● Stated exercise
Format the listing below as a Markdown table with the columns "Row" and "Line", covering the part that opens with its first line and closes with the line containing "<point>287,532</point>", both included, and skipping blank lines. Leave the pictures out of the table.

● Recorded information
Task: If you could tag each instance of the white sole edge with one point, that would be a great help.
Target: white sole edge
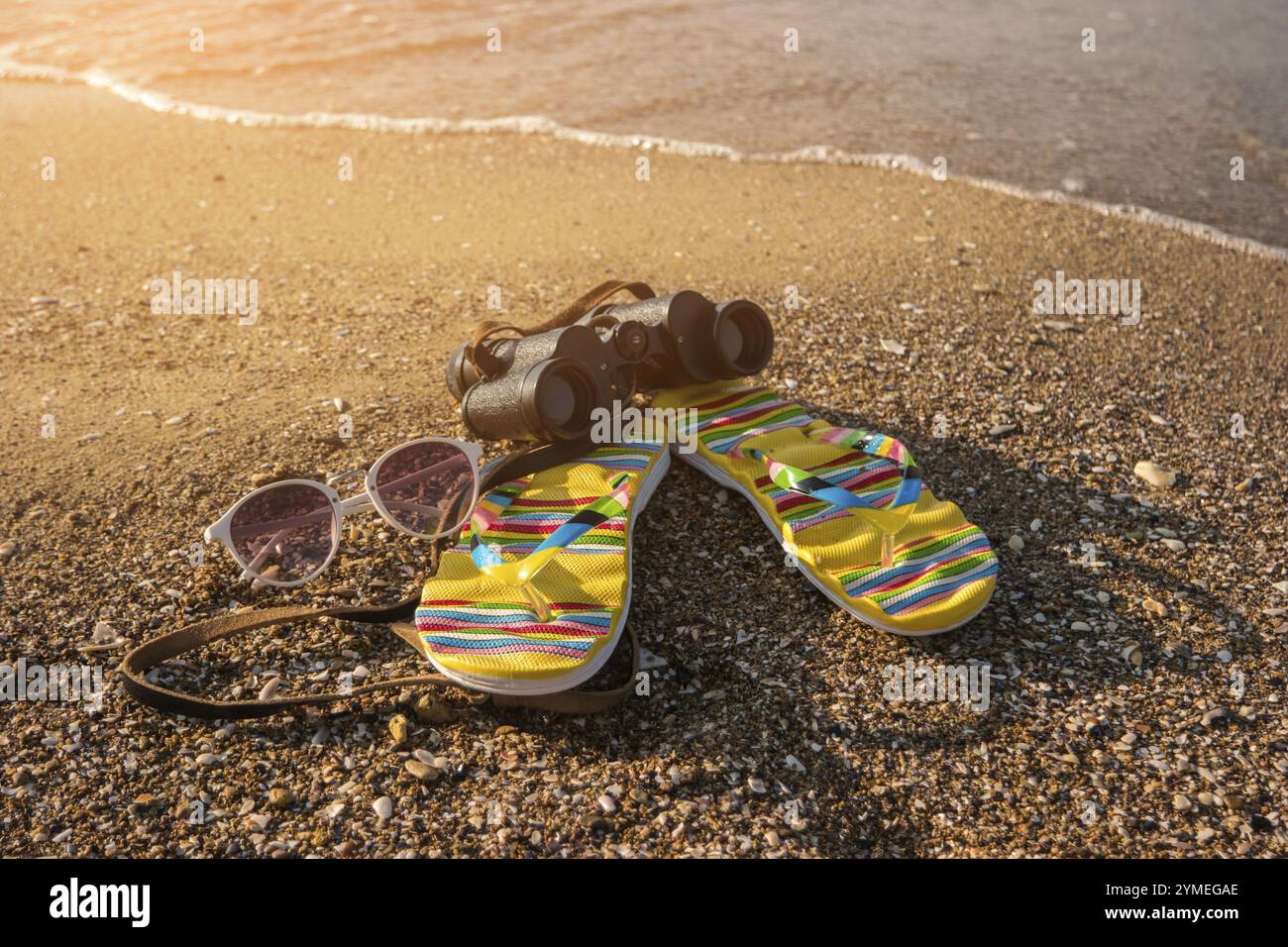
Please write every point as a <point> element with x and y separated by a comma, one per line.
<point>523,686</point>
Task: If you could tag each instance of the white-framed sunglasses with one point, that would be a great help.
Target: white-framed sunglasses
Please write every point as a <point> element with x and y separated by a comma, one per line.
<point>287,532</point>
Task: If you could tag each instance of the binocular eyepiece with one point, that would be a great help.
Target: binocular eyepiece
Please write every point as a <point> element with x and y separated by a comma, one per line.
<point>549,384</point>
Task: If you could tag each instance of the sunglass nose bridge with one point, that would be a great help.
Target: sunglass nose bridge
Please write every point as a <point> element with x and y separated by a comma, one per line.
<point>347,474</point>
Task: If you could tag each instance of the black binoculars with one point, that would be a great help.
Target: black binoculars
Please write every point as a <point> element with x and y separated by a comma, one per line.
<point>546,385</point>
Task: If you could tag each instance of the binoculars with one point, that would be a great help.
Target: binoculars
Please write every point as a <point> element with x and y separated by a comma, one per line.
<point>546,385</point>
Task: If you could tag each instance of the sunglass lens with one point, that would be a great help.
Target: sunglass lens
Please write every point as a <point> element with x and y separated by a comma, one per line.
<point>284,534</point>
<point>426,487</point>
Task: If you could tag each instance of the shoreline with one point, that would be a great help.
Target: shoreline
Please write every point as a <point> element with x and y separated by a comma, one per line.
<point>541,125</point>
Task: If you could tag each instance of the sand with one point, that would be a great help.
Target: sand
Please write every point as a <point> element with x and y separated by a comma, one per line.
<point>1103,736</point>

● Expected output
| Row | Line |
|---|---|
| 1 | Task: If you could tag each instance of the white sole edge with one point, that would be a great help. |
| 2 | Target: white sole edge |
| 3 | Please write every point as a <point> element with x and y separated by a comma, one per line. |
| 4 | <point>523,686</point> |
| 5 | Task: If you could tag each instance of the white-framed sunglasses with one point, that would be a great help. |
| 6 | Target: white-framed sunglasses |
| 7 | Please write every point as a <point> element with x and y separated by a comma, one per line. |
| 8 | <point>287,532</point> |